▶ TASK GOAL: Scan the records for the string "flag"; copy each line where it occurs.

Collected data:
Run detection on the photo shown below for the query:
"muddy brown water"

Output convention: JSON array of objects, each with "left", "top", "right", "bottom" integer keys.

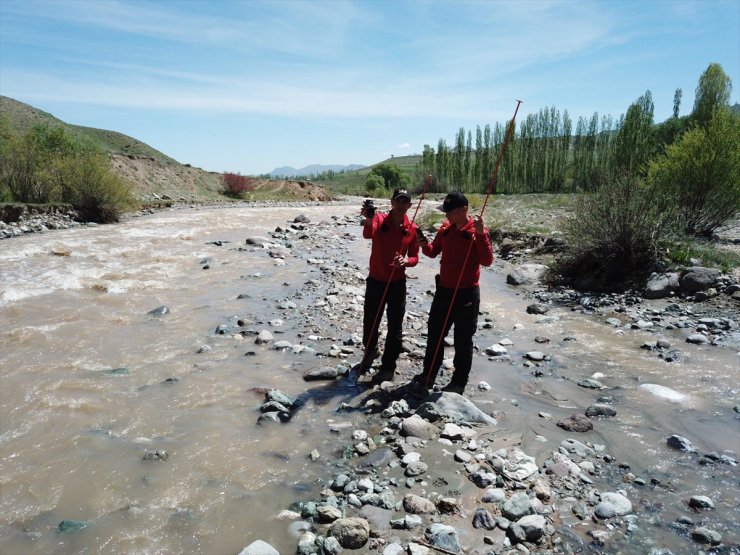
[{"left": 1, "top": 202, "right": 738, "bottom": 554}]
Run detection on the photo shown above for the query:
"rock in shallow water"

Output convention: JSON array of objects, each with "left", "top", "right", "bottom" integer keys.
[
  {"left": 640, "top": 384, "right": 687, "bottom": 402},
  {"left": 557, "top": 414, "right": 593, "bottom": 432}
]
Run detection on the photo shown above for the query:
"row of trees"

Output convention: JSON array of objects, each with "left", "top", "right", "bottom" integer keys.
[
  {"left": 0, "top": 121, "right": 135, "bottom": 222},
  {"left": 415, "top": 64, "right": 737, "bottom": 202},
  {"left": 412, "top": 64, "right": 738, "bottom": 237}
]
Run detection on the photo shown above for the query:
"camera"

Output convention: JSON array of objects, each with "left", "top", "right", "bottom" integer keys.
[{"left": 362, "top": 199, "right": 376, "bottom": 218}]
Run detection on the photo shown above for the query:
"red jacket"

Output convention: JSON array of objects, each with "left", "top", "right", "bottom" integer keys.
[
  {"left": 422, "top": 217, "right": 493, "bottom": 288},
  {"left": 363, "top": 212, "right": 419, "bottom": 281}
]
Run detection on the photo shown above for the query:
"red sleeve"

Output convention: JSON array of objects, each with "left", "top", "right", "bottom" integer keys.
[
  {"left": 476, "top": 227, "right": 494, "bottom": 266},
  {"left": 422, "top": 227, "right": 443, "bottom": 258},
  {"left": 405, "top": 226, "right": 420, "bottom": 267},
  {"left": 362, "top": 213, "right": 382, "bottom": 239}
]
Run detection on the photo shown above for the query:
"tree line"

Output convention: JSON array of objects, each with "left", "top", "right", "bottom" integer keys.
[{"left": 415, "top": 63, "right": 737, "bottom": 204}]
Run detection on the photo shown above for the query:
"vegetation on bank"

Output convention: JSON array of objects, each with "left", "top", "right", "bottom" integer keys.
[{"left": 0, "top": 120, "right": 136, "bottom": 223}]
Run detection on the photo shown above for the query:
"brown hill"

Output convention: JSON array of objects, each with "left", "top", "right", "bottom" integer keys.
[{"left": 1, "top": 96, "right": 332, "bottom": 203}]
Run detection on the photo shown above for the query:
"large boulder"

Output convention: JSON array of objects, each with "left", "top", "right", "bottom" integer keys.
[
  {"left": 328, "top": 517, "right": 370, "bottom": 549},
  {"left": 506, "top": 264, "right": 548, "bottom": 286},
  {"left": 426, "top": 392, "right": 497, "bottom": 425},
  {"left": 645, "top": 272, "right": 680, "bottom": 299},
  {"left": 679, "top": 267, "right": 720, "bottom": 293}
]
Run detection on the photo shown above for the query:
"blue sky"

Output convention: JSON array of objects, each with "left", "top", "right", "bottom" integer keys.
[{"left": 1, "top": 0, "right": 738, "bottom": 175}]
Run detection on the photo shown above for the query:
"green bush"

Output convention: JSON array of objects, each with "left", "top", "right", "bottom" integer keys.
[
  {"left": 552, "top": 178, "right": 677, "bottom": 290},
  {"left": 365, "top": 173, "right": 385, "bottom": 195},
  {"left": 0, "top": 123, "right": 136, "bottom": 221},
  {"left": 647, "top": 108, "right": 740, "bottom": 236},
  {"left": 57, "top": 153, "right": 136, "bottom": 223}
]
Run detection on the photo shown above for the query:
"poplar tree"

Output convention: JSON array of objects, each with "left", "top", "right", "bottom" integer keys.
[{"left": 692, "top": 63, "right": 732, "bottom": 129}]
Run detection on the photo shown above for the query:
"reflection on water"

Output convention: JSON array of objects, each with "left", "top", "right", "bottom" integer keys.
[{"left": 1, "top": 204, "right": 738, "bottom": 553}]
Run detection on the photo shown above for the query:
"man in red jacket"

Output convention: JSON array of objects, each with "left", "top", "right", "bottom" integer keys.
[
  {"left": 415, "top": 191, "right": 494, "bottom": 394},
  {"left": 359, "top": 188, "right": 420, "bottom": 383}
]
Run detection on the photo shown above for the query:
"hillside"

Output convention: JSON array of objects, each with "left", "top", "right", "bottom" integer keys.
[
  {"left": 0, "top": 96, "right": 331, "bottom": 203},
  {"left": 269, "top": 163, "right": 365, "bottom": 178},
  {"left": 314, "top": 154, "right": 422, "bottom": 194}
]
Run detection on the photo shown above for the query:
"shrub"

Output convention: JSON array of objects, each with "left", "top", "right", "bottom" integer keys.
[
  {"left": 365, "top": 173, "right": 385, "bottom": 195},
  {"left": 57, "top": 153, "right": 136, "bottom": 223},
  {"left": 647, "top": 108, "right": 740, "bottom": 237},
  {"left": 552, "top": 177, "right": 677, "bottom": 290},
  {"left": 222, "top": 172, "right": 254, "bottom": 197}
]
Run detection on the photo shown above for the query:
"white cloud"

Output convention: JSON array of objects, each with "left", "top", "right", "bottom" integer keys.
[{"left": 396, "top": 143, "right": 411, "bottom": 149}]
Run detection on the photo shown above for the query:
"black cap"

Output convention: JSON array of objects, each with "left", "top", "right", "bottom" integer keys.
[
  {"left": 437, "top": 191, "right": 468, "bottom": 212},
  {"left": 391, "top": 188, "right": 411, "bottom": 201}
]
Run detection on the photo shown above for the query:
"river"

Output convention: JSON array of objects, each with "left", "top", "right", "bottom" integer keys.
[{"left": 1, "top": 202, "right": 738, "bottom": 554}]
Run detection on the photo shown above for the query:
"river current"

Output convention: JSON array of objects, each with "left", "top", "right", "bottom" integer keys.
[{"left": 1, "top": 203, "right": 738, "bottom": 554}]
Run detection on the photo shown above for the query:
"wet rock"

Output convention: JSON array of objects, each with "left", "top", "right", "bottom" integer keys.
[
  {"left": 358, "top": 505, "right": 394, "bottom": 531},
  {"left": 296, "top": 532, "right": 317, "bottom": 555},
  {"left": 485, "top": 344, "right": 508, "bottom": 356},
  {"left": 255, "top": 330, "right": 274, "bottom": 344},
  {"left": 147, "top": 305, "right": 170, "bottom": 317},
  {"left": 246, "top": 236, "right": 271, "bottom": 247},
  {"left": 238, "top": 540, "right": 280, "bottom": 555},
  {"left": 142, "top": 449, "right": 169, "bottom": 461},
  {"left": 266, "top": 390, "right": 296, "bottom": 408},
  {"left": 641, "top": 384, "right": 687, "bottom": 402},
  {"left": 57, "top": 519, "right": 88, "bottom": 533},
  {"left": 257, "top": 411, "right": 289, "bottom": 424},
  {"left": 359, "top": 448, "right": 394, "bottom": 469},
  {"left": 578, "top": 378, "right": 603, "bottom": 389},
  {"left": 557, "top": 414, "right": 593, "bottom": 432},
  {"left": 661, "top": 349, "right": 682, "bottom": 362},
  {"left": 594, "top": 501, "right": 617, "bottom": 519},
  {"left": 526, "top": 303, "right": 549, "bottom": 315},
  {"left": 303, "top": 367, "right": 339, "bottom": 381},
  {"left": 328, "top": 517, "right": 369, "bottom": 549},
  {"left": 260, "top": 400, "right": 289, "bottom": 413},
  {"left": 600, "top": 492, "right": 632, "bottom": 515},
  {"left": 294, "top": 214, "right": 310, "bottom": 223},
  {"left": 585, "top": 404, "right": 617, "bottom": 417},
  {"left": 427, "top": 392, "right": 497, "bottom": 425},
  {"left": 688, "top": 495, "right": 715, "bottom": 510},
  {"left": 692, "top": 527, "right": 722, "bottom": 546},
  {"left": 666, "top": 434, "right": 694, "bottom": 452},
  {"left": 686, "top": 333, "right": 709, "bottom": 344},
  {"left": 524, "top": 351, "right": 546, "bottom": 361}
]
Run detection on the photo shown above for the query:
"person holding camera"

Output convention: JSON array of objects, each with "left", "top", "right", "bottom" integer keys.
[
  {"left": 414, "top": 191, "right": 493, "bottom": 394},
  {"left": 359, "top": 188, "right": 420, "bottom": 383}
]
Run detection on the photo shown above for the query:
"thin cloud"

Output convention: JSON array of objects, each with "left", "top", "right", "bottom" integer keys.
[{"left": 396, "top": 143, "right": 411, "bottom": 149}]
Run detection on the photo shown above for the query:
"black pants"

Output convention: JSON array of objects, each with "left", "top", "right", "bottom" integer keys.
[
  {"left": 421, "top": 285, "right": 480, "bottom": 386},
  {"left": 362, "top": 277, "right": 406, "bottom": 371}
]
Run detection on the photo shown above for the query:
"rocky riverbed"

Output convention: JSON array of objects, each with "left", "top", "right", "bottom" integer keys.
[
  {"left": 184, "top": 210, "right": 738, "bottom": 555},
  {"left": 2, "top": 200, "right": 738, "bottom": 555}
]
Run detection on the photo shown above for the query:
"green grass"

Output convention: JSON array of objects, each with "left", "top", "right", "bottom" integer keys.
[
  {"left": 1, "top": 96, "right": 177, "bottom": 164},
  {"left": 666, "top": 241, "right": 740, "bottom": 273},
  {"left": 315, "top": 155, "right": 422, "bottom": 194}
]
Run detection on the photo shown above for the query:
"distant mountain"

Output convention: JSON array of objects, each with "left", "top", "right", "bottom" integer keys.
[{"left": 269, "top": 163, "right": 365, "bottom": 178}]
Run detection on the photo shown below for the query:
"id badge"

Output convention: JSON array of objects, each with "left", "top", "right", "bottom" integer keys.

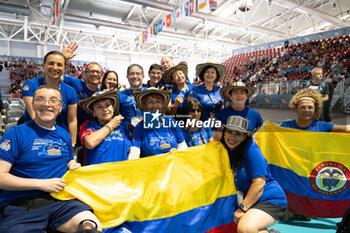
[{"left": 131, "top": 116, "right": 142, "bottom": 127}]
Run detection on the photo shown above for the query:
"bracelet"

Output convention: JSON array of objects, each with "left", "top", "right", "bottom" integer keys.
[{"left": 104, "top": 125, "right": 113, "bottom": 132}]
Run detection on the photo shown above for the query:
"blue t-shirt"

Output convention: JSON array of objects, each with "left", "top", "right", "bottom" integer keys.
[
  {"left": 280, "top": 120, "right": 334, "bottom": 132},
  {"left": 22, "top": 77, "right": 78, "bottom": 130},
  {"left": 233, "top": 140, "right": 287, "bottom": 207},
  {"left": 171, "top": 84, "right": 194, "bottom": 118},
  {"left": 119, "top": 87, "right": 146, "bottom": 124},
  {"left": 188, "top": 84, "right": 222, "bottom": 121},
  {"left": 80, "top": 120, "right": 132, "bottom": 165},
  {"left": 0, "top": 120, "right": 73, "bottom": 204},
  {"left": 181, "top": 127, "right": 213, "bottom": 147},
  {"left": 132, "top": 116, "right": 185, "bottom": 157},
  {"left": 215, "top": 106, "right": 263, "bottom": 132},
  {"left": 63, "top": 75, "right": 100, "bottom": 126}
]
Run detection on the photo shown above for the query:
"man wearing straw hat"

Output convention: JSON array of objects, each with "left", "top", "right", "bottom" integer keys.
[
  {"left": 128, "top": 88, "right": 187, "bottom": 159},
  {"left": 214, "top": 81, "right": 263, "bottom": 140}
]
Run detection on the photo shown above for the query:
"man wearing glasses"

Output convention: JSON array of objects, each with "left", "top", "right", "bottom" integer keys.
[
  {"left": 119, "top": 64, "right": 146, "bottom": 128},
  {"left": 62, "top": 62, "right": 103, "bottom": 126},
  {"left": 0, "top": 86, "right": 102, "bottom": 233}
]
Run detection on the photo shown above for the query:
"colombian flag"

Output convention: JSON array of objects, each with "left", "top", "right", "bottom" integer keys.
[
  {"left": 255, "top": 121, "right": 350, "bottom": 218},
  {"left": 52, "top": 142, "right": 238, "bottom": 232}
]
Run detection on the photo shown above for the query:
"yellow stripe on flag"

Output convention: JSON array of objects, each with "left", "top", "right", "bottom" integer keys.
[
  {"left": 255, "top": 121, "right": 350, "bottom": 177},
  {"left": 52, "top": 142, "right": 235, "bottom": 228}
]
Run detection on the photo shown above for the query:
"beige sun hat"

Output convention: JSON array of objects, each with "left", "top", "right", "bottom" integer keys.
[
  {"left": 220, "top": 81, "right": 256, "bottom": 101},
  {"left": 196, "top": 62, "right": 226, "bottom": 82},
  {"left": 223, "top": 115, "right": 258, "bottom": 136},
  {"left": 163, "top": 61, "right": 188, "bottom": 84},
  {"left": 133, "top": 87, "right": 172, "bottom": 112},
  {"left": 78, "top": 90, "right": 119, "bottom": 116}
]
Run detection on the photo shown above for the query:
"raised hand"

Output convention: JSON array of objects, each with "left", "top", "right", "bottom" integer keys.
[
  {"left": 62, "top": 41, "right": 78, "bottom": 60},
  {"left": 107, "top": 115, "right": 124, "bottom": 130}
]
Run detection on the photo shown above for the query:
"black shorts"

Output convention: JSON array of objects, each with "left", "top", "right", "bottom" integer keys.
[{"left": 251, "top": 201, "right": 287, "bottom": 221}]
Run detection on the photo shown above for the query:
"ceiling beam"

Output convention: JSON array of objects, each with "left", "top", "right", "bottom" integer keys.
[{"left": 273, "top": 0, "right": 350, "bottom": 27}]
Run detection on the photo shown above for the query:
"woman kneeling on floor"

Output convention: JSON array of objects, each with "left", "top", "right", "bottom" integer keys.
[{"left": 221, "top": 116, "right": 287, "bottom": 233}]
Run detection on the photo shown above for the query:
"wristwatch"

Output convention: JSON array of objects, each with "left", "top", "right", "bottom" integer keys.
[{"left": 239, "top": 202, "right": 248, "bottom": 213}]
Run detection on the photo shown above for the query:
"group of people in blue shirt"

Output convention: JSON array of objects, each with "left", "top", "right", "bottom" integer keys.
[{"left": 2, "top": 42, "right": 350, "bottom": 233}]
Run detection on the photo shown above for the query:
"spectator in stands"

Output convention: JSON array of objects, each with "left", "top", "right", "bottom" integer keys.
[
  {"left": 0, "top": 92, "right": 6, "bottom": 115},
  {"left": 188, "top": 62, "right": 225, "bottom": 121},
  {"left": 163, "top": 61, "right": 194, "bottom": 117},
  {"left": 221, "top": 115, "right": 287, "bottom": 233},
  {"left": 100, "top": 71, "right": 118, "bottom": 91},
  {"left": 62, "top": 62, "right": 103, "bottom": 127},
  {"left": 22, "top": 51, "right": 78, "bottom": 147},
  {"left": 128, "top": 88, "right": 187, "bottom": 159},
  {"left": 214, "top": 81, "right": 263, "bottom": 140},
  {"left": 119, "top": 64, "right": 146, "bottom": 127},
  {"left": 0, "top": 86, "right": 102, "bottom": 233},
  {"left": 281, "top": 88, "right": 350, "bottom": 132},
  {"left": 306, "top": 68, "right": 330, "bottom": 121},
  {"left": 78, "top": 90, "right": 131, "bottom": 165},
  {"left": 145, "top": 64, "right": 163, "bottom": 89},
  {"left": 181, "top": 99, "right": 214, "bottom": 147}
]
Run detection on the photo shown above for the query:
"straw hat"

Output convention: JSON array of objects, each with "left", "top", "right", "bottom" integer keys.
[
  {"left": 78, "top": 90, "right": 119, "bottom": 116},
  {"left": 163, "top": 61, "right": 188, "bottom": 84},
  {"left": 134, "top": 87, "right": 172, "bottom": 113},
  {"left": 223, "top": 116, "right": 257, "bottom": 136},
  {"left": 196, "top": 62, "right": 226, "bottom": 82},
  {"left": 220, "top": 81, "right": 256, "bottom": 101}
]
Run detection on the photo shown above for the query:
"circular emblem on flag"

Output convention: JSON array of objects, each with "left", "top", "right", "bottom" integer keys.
[{"left": 310, "top": 161, "right": 350, "bottom": 195}]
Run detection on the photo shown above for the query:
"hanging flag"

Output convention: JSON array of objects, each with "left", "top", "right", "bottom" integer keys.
[
  {"left": 198, "top": 0, "right": 206, "bottom": 11},
  {"left": 166, "top": 14, "right": 171, "bottom": 27},
  {"left": 134, "top": 36, "right": 139, "bottom": 48},
  {"left": 52, "top": 142, "right": 238, "bottom": 232},
  {"left": 158, "top": 20, "right": 163, "bottom": 33},
  {"left": 171, "top": 10, "right": 177, "bottom": 25},
  {"left": 255, "top": 121, "right": 350, "bottom": 218},
  {"left": 185, "top": 0, "right": 194, "bottom": 16},
  {"left": 154, "top": 23, "right": 158, "bottom": 36}
]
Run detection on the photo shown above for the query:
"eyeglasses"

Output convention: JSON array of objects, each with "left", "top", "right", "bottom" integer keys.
[
  {"left": 34, "top": 97, "right": 62, "bottom": 106},
  {"left": 86, "top": 70, "right": 102, "bottom": 75},
  {"left": 128, "top": 72, "right": 142, "bottom": 77},
  {"left": 150, "top": 71, "right": 162, "bottom": 76},
  {"left": 189, "top": 109, "right": 201, "bottom": 113}
]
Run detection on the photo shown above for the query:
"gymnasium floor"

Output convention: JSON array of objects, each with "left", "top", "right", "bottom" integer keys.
[{"left": 255, "top": 106, "right": 346, "bottom": 233}]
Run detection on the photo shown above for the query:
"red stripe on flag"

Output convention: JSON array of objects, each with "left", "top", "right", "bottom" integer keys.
[
  {"left": 285, "top": 191, "right": 350, "bottom": 218},
  {"left": 205, "top": 222, "right": 237, "bottom": 233}
]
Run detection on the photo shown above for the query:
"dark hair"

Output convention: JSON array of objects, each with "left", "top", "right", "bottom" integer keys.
[
  {"left": 101, "top": 71, "right": 118, "bottom": 90},
  {"left": 184, "top": 99, "right": 204, "bottom": 121},
  {"left": 220, "top": 128, "right": 251, "bottom": 170},
  {"left": 127, "top": 64, "right": 144, "bottom": 76},
  {"left": 148, "top": 64, "right": 162, "bottom": 73},
  {"left": 33, "top": 85, "right": 62, "bottom": 100},
  {"left": 199, "top": 65, "right": 220, "bottom": 83},
  {"left": 43, "top": 51, "right": 66, "bottom": 67},
  {"left": 85, "top": 62, "right": 102, "bottom": 73}
]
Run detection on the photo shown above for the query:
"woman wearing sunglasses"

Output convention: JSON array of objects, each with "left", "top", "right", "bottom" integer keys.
[
  {"left": 221, "top": 115, "right": 287, "bottom": 233},
  {"left": 181, "top": 99, "right": 214, "bottom": 147}
]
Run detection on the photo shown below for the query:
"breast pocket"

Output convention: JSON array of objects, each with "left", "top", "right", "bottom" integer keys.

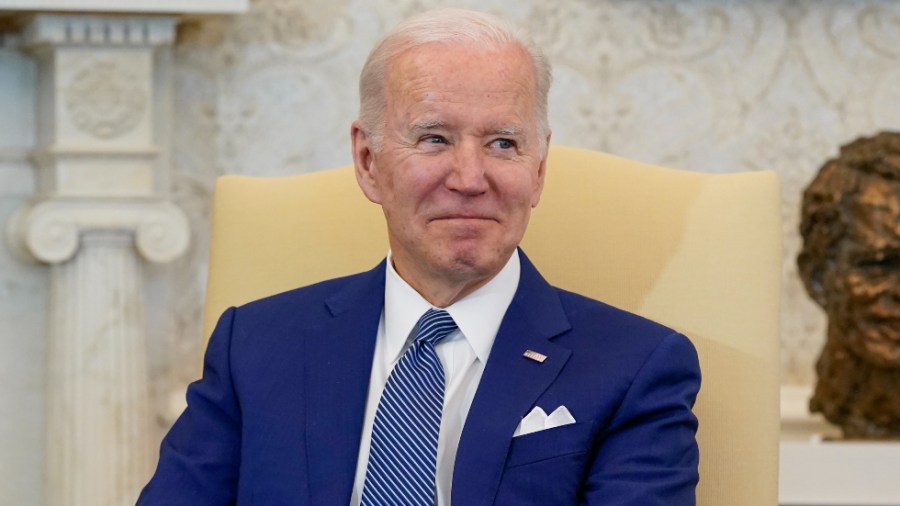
[
  {"left": 506, "top": 419, "right": 596, "bottom": 468},
  {"left": 497, "top": 420, "right": 598, "bottom": 505}
]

▶ SOLUTION TO THIS TASK:
"colombian flag"
"yellow stripe on flag"
"circular emblem on flag"
"hanging flag"
"red stripe on flag"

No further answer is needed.